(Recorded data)
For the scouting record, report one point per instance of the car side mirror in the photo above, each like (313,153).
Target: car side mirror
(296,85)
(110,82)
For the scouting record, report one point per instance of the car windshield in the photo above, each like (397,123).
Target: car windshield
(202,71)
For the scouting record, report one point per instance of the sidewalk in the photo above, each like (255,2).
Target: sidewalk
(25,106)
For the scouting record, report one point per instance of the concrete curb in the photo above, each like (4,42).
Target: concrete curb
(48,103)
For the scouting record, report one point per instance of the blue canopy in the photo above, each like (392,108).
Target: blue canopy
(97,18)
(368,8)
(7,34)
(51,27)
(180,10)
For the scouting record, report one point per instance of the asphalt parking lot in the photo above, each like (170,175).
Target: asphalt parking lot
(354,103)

Brief:
Down to the last line, give the records again exactly.

Exercise output:
For the scouting record, report one point per instance of the car side mirror in the photo above, each like (313,153).
Target: car side mirror
(296,85)
(110,82)
For the scouting record, report one point per instance of the car windshield in the photo above, each like (397,123).
Target: car windshield
(202,71)
For the scouting record, report one point per instance of the sidewalk in the photo above, each like (255,2).
Target: sidewalk
(25,106)
For the scouting record, report one point per instance of the concrete curb in the photo above, each like (4,42).
Target: concrete curb
(48,103)
For the scouting record, report one point per instance of the blue canopy in the photo above, each like (392,108).
Target: blue canopy
(97,18)
(368,8)
(7,34)
(51,27)
(180,10)
For the scouting record, report one point per instance of the asphalt parking lot in the photo above, each like (170,175).
Target: asphalt parking lot
(354,103)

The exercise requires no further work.